**GIVEN TEXT:**

Background

Trichilemmal carcinoma (TC) is a rare hair follicle tumor originating from the outer root sheath epithelium. Although its incidence rate is not clear, it is known to be very rare. According to the review by Hamman et al. [1], only 103 cases has been reported as of 2014. TC was first reported by Headington in 1976 [2] and is also known as tricholemmal carcinoma or tricholemmocarcinoma. It is sometimes confused with the malignant form of a proliferating trichilemmal cyst or proliferating trichilemmal carcinoma, but they have distinct features. TC occurs in aged people as a solitary lesion in a sun-exposed area, especially the head and neck region. Its clinical features resemble basal cell carcinoma, squamous cell carcinoma, keratoacanthoma, or proliferating pilar cyst [3, 4]. It manifests as a polypoid or exophytic mass with or without ulceration. It can be also found as an erythematous or keratotic nodule or indurated plaque. It is thought to be locally aggressive but has a benign clinical course, which can be easily treated with complete excision. Although rare, multiple cases of local recurrence in TC have been reported. In addition, one metastatic tumor has been reported and was treated with adjuvant chemotherapy after wide surgical excision [1]. Typical histopathology of TC shows trichilemmal keratinization and a peripheral palisading pattern indicating the follicular root sheath origin of the tumor. The tumor consists of cytologically atypical, glycogen-rich cells with atypical mitosis. The border is sharply defined and has pushing margins continuous with epidermis or pilosebaceous structures [5].

Its pathogenesis is not well understood, but several factors have been suggested as risk factors including UV and ionizing radiation or preexisting scars. Some reports have described trichilemmal carcinoma diagnosed in patients with xeroderma pigmentosa, those with Cowden syndrome, and solid-organ transplant recipients [6]. Other reports have described TC arising from long-standing seborrheic keratosis [7], wherein histology of the lesion revealed varying degrees of local actinic damage. These reports imply that the development of TC is associated with chronic UV and radiation exposure or aging process. However, other reports have indicated that p53 gene is related with malignant transformation of TC. Takata et al. [8] suggested that the loss of wild-type p53 heterozygosity is a critical event for the malignant transformation of TC. To our knowledge, no other reports have identified the genetic alteration observed in TC.

Genomic profiling is widely performed in various tumors, and the results usually suggest the pathogenesis or treatment options. We aimed to explore the genetic abnormalities involved in TC using panel of cancer genes to obtain insight into its molecular pathogenesis. The results of this study may further suggest possible treatment options or potential drug targets.

**DATA PROVIDED:**
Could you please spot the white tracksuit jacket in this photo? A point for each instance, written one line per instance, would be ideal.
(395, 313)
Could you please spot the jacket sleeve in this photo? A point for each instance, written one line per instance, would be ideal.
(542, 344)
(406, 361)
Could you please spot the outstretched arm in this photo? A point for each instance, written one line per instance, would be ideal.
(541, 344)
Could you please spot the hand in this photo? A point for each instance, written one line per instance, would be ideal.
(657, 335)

---

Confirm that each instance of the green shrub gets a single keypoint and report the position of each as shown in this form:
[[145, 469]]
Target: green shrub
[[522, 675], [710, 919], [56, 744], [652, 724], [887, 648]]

**EXERCISE TASKS:**
• a. According to the trichilemmal carcinoma text, who first reported the tumor, and in what year?
• b. Summarize the trichilemmal carcinoma text in two sentences.
Rely only on the trichilemmal carcinoma text.

**PER-TASK ANSWERS:**
• a. Headington, in 1976.

• b. Trichilemmal carcinoma is a very rare hair follicle tumor from the outer root sheath that appears in aged people as a solitary lesion on sun-exposed skin and can be easily treated with complete excision, although local recurrences and one metastasis have been reported. Its pathogenesis is not well understood, with UV and ionizing radiation, preexisting scars, and p53 changes suggested as factors, so the authors aimed to explore its genetic abnormalities with a cancer gene panel to gain insight into its molecular pathogenesis and possible treatment options.